■ **Task description**
Read through the data and report every line in which the word "spoon" occurs.

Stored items
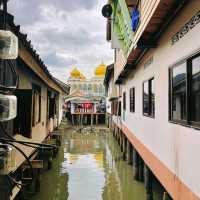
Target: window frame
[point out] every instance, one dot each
(37, 101)
(150, 113)
(188, 121)
(124, 100)
(132, 99)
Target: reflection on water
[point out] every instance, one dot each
(89, 167)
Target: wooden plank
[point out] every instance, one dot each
(36, 164)
(51, 141)
(15, 191)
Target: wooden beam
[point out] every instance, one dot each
(36, 164)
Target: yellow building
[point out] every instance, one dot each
(89, 87)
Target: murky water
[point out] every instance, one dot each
(90, 167)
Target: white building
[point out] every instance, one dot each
(159, 74)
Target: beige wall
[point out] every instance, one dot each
(176, 146)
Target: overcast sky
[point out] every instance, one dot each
(66, 33)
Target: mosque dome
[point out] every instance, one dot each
(100, 70)
(82, 77)
(75, 73)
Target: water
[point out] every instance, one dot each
(90, 167)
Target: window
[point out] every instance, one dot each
(23, 121)
(36, 104)
(116, 105)
(149, 98)
(132, 100)
(185, 92)
(178, 76)
(124, 101)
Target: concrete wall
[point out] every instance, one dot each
(176, 146)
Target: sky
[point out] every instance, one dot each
(65, 33)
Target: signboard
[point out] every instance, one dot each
(135, 18)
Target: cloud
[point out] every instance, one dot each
(66, 33)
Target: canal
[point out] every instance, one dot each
(89, 166)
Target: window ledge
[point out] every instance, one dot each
(185, 125)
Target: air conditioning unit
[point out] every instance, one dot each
(8, 45)
(8, 107)
(7, 159)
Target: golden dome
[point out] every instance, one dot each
(75, 73)
(82, 77)
(100, 70)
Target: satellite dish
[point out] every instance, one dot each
(8, 45)
(107, 11)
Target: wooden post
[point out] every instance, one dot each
(73, 119)
(135, 165)
(129, 153)
(148, 176)
(5, 187)
(140, 169)
(124, 147)
(96, 119)
(166, 196)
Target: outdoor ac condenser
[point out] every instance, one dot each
(7, 159)
(8, 107)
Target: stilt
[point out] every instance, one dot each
(124, 147)
(5, 187)
(135, 164)
(140, 169)
(129, 153)
(96, 119)
(148, 176)
(73, 120)
(166, 196)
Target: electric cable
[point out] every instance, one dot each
(30, 144)
(5, 62)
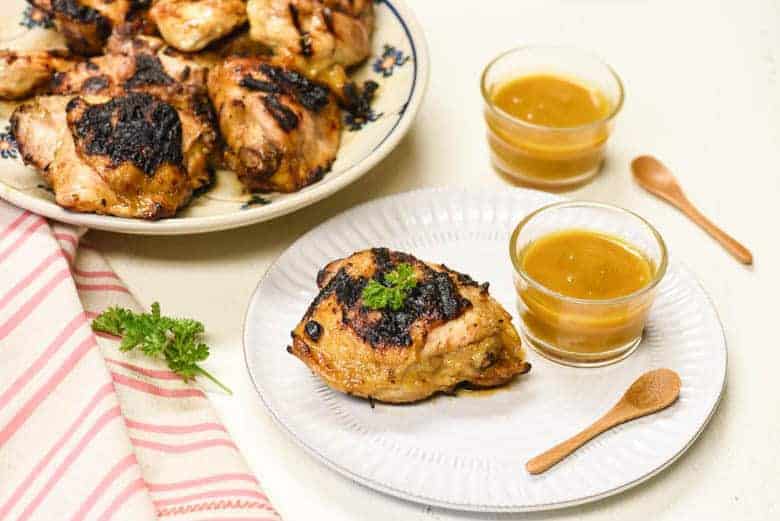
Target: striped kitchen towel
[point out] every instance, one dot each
(88, 432)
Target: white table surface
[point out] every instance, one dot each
(702, 93)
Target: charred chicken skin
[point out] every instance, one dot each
(281, 130)
(87, 24)
(97, 141)
(324, 32)
(119, 156)
(190, 25)
(449, 331)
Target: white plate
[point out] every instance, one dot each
(399, 63)
(468, 452)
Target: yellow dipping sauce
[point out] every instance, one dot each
(587, 265)
(566, 140)
(595, 269)
(551, 101)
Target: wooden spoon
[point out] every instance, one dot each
(651, 392)
(653, 176)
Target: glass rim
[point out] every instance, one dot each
(516, 261)
(505, 115)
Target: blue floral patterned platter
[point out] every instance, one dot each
(399, 64)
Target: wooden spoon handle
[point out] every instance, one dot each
(734, 247)
(550, 457)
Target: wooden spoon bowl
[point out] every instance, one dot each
(650, 393)
(653, 176)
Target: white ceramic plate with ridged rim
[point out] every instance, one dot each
(399, 63)
(468, 452)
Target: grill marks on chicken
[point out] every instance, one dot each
(323, 32)
(98, 154)
(133, 138)
(278, 115)
(25, 73)
(449, 331)
(135, 128)
(191, 25)
(87, 24)
(281, 130)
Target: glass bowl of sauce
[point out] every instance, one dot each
(586, 276)
(549, 112)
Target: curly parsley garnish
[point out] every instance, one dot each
(177, 340)
(393, 292)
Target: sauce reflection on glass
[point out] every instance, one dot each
(586, 266)
(549, 113)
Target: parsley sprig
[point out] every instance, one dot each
(177, 340)
(398, 283)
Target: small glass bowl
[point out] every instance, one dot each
(543, 156)
(584, 332)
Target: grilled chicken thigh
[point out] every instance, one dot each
(190, 25)
(121, 136)
(87, 24)
(449, 331)
(119, 156)
(22, 74)
(281, 130)
(324, 32)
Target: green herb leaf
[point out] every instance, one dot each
(177, 340)
(398, 283)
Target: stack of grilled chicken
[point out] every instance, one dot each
(152, 95)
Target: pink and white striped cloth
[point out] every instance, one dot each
(88, 432)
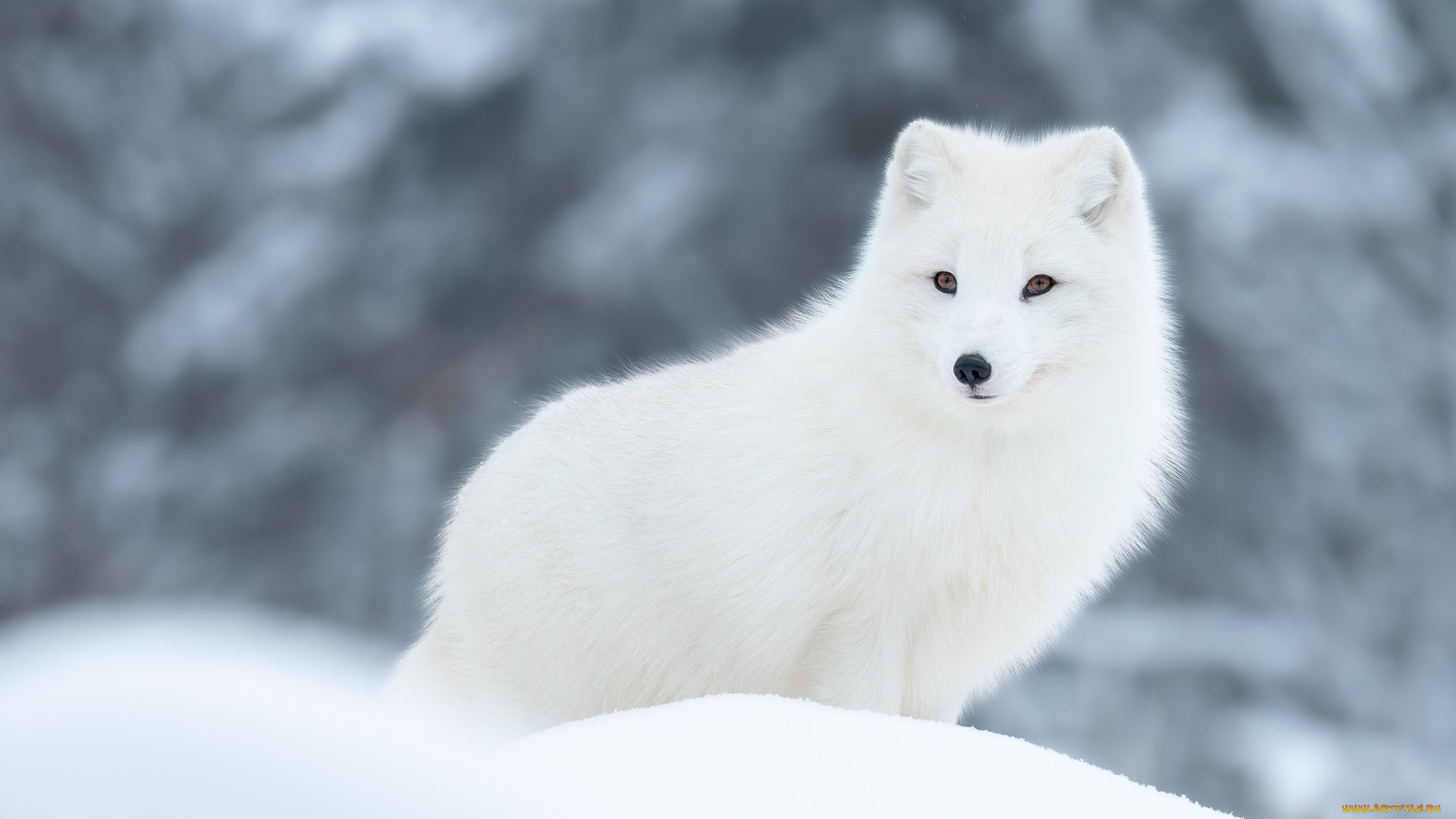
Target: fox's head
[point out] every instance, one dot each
(1008, 273)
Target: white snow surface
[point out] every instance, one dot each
(164, 716)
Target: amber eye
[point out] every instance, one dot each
(1037, 284)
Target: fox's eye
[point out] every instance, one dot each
(1037, 284)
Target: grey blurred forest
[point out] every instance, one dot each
(274, 273)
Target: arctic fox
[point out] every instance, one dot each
(887, 503)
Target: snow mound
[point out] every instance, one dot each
(164, 716)
(753, 755)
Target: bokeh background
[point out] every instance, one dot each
(273, 276)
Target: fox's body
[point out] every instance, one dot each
(843, 509)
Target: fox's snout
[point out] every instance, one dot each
(971, 369)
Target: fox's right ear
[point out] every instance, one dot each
(916, 167)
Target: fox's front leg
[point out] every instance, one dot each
(855, 662)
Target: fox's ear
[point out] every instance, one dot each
(1101, 175)
(916, 167)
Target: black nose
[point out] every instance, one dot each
(971, 369)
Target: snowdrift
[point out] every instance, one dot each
(213, 716)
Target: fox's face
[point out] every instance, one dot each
(1011, 268)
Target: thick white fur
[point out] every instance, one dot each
(824, 512)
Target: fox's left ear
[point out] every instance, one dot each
(1101, 177)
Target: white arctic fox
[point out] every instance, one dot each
(887, 503)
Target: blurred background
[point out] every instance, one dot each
(274, 275)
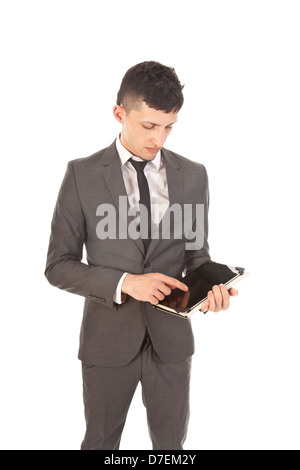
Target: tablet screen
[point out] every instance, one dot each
(200, 282)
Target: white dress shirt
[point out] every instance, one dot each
(155, 173)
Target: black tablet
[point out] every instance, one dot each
(200, 282)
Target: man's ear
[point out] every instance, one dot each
(119, 113)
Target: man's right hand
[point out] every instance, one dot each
(151, 287)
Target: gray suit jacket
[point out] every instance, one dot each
(112, 334)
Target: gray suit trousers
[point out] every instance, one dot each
(108, 392)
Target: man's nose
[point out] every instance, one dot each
(159, 138)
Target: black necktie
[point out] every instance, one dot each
(145, 200)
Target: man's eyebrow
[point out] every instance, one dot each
(155, 124)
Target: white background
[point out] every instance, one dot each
(61, 66)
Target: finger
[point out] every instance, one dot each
(205, 306)
(233, 292)
(218, 298)
(184, 300)
(211, 300)
(173, 283)
(158, 294)
(225, 297)
(164, 288)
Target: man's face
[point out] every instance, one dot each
(144, 131)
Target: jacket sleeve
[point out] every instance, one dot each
(64, 267)
(197, 253)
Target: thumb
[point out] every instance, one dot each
(233, 292)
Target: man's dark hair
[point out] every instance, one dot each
(155, 84)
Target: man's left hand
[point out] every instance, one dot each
(218, 299)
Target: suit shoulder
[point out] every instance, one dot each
(92, 161)
(185, 162)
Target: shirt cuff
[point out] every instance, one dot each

■ **Task output**
Target: wooden spoon
Target: wooden spoon handle
Target: wooden spoon bowl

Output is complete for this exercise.